* _DAFTAR TUGAS_
(1) Dalam tulisan tentang suku Baduy, pakaian seperti apa yang dikenakan suku Baduy Dalam?
(2) Lanjutkan tulisan tentang suku Baduy dari titik terakhir yang tertera.

* _KUTIPAN HALAMAN_

- - -

MENGUBAH PARADIGMA WISATA SUKU BADUY
MENJADI SABA
BUDAYA BADUY
Oleh
: Achmad Hambali
Email
: hambaliachmad37@gmail.com
Suku Baduy merupakan salah satu suku
di Indonesia yang mendiami wilayah jauh dari pusat keramaian kota di Provinsi
Banten, tepatnya di kaki pegunungan Kendeng di Desa Kanekes, Kecamatan
Leuwidamar, Kabupaten Lebak. Daerah tempat tinggal suku Baduy dikenal sebagai
salah satu destinasi wisata alam dan budaya. Di sana, wisatawan bisa belajar
cara hidup masyarakat Baduy yang asri dan tradisional.
Suku Baduy sampai saat
ini masih sangat menjunjung budaya dan adat istiadat. Selain itu, suku Baduy
punya prinsip untuk menjalani hidup yang selalu berdampingan dengan alam.
Karenanya, kehidupan suku Baduy tak banyak terpengaruh oleh kemajuan teknologi
dan modernitas.
Seorang dari suku Baduy bisa dikenali
dari penampilannya yang khas. Suku ini tampil mengenakan pakaian adat berupa
pakaian kain sederhana dengan ikat kepala. Selain itu, suku Baduy juga
diketahui tak pernah menggunakan alas kaki sama
sekali, dan tidak mengunakan alat transportasi. Sejauh apapun jarak yang
ditempuh, suku Baduy akan menempuh perjalanan dengan jalan kaki.
Secara garis besar suku Baduy dibedakan menjadi dua
macam, yaitu suku Baduy Dalam dan suku Baduy Luar. Suku Baduy Dalam merupakan sebutan untuk masyarakat Baduy yang masih
sangat berpegang teguh pada prinsip adat istiadat. Sesuai dengan namanya,
suku Baduy Dalam juga mendiami tanah adat bagian dalam, yang cenderung lebih
terisolasi. Sehingga, wisatawan tidak bisa menjangkau kehidupan masyarakat suku
Baduy dalam.
Suku Baduy Dalam tidak mendapat
intervensi sama sekali baik dari pemerintah maupun pihak-pihak lain dalam
menjalankan adat istiadat ataupun pola hidup keseharian mereka. Mereka
betul-betul bergantung pada alam dan tetap menjaga nilai serta norma dari
leluhurnya hingga saat sekarang ini. Meskipun begitu, masyarakat Baduy Dalam tetap
mengakui bahwasanya mereka tinggal di tanah Indonesia dan tahu informasi
mengenai Indonesia melalui kabar yang disampaikan oleh orang-orang tertinggi di
daerah Suku Baduy Dalam misal kepala suku dan ketua adat.
Masyarakat Baduy Dalam masih menjalani hidup dengan
sejumlah pantangan yang ketat. Pantangan tersebut di antaranya, terkait dengan
larangan untuk tidak menggunakan teknologi modern, termasuk sumber daya
listrik. Mengenal suku Baduy Dalam juga bisa dilihat dari penampilan. Suku
Baduy Dalam, mengenakan pakaian serba putih, dengan ikat kepala yang kadang
juga bisa berwarna hitam.

- - -

* _DATA YANG DIBERIKAN_
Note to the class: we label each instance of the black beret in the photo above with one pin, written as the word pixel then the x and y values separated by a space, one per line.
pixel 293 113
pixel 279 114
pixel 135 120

- - -

* _JAWABAN_
(1) Pakaian serba putih, dengan ikat kepala yang kadang juga bisa berwarna hitam.

(2)
Sedangkan Suku Baduy Luar
tinggal di bagian terluar dari kawasan tanah adat. Kawasan tinggal masyarakat
Baduy Luar inilah yang kemudian menjadi tujuan wisata. Mengenal suku Baduy Luar,
bisa dilihat dari penampilannya. Tak jauh beda dengan Baduy Dalam, suku
Baduy Luar juga memakai pakaian adat berupa kain sederhana dan ikat kepala.
Namun, warna pakaian suku Baduy Luar didominasi warna hitam dengan ikat kepala
biru. Sementara itu, suku Baduy Luar juga relatif sudah mengenal teknologi,
seperti berbagai peralatan elektronik. Namun di kesehariannya, masyarakat Baduy
Luar tetap berpegang pada adat istiadat berikut berbagai pantangannya.
Terbukti sampai saat ini, masyarakat Baduy Luar tidak
menggunakan alas kaki, tidak bepergian ke luar kawasan Baduy lebih dari 7 hari,
dan tetap memanfaatkan alam untuk memenuhi kebutuhan sandang, papan, dan
pangan.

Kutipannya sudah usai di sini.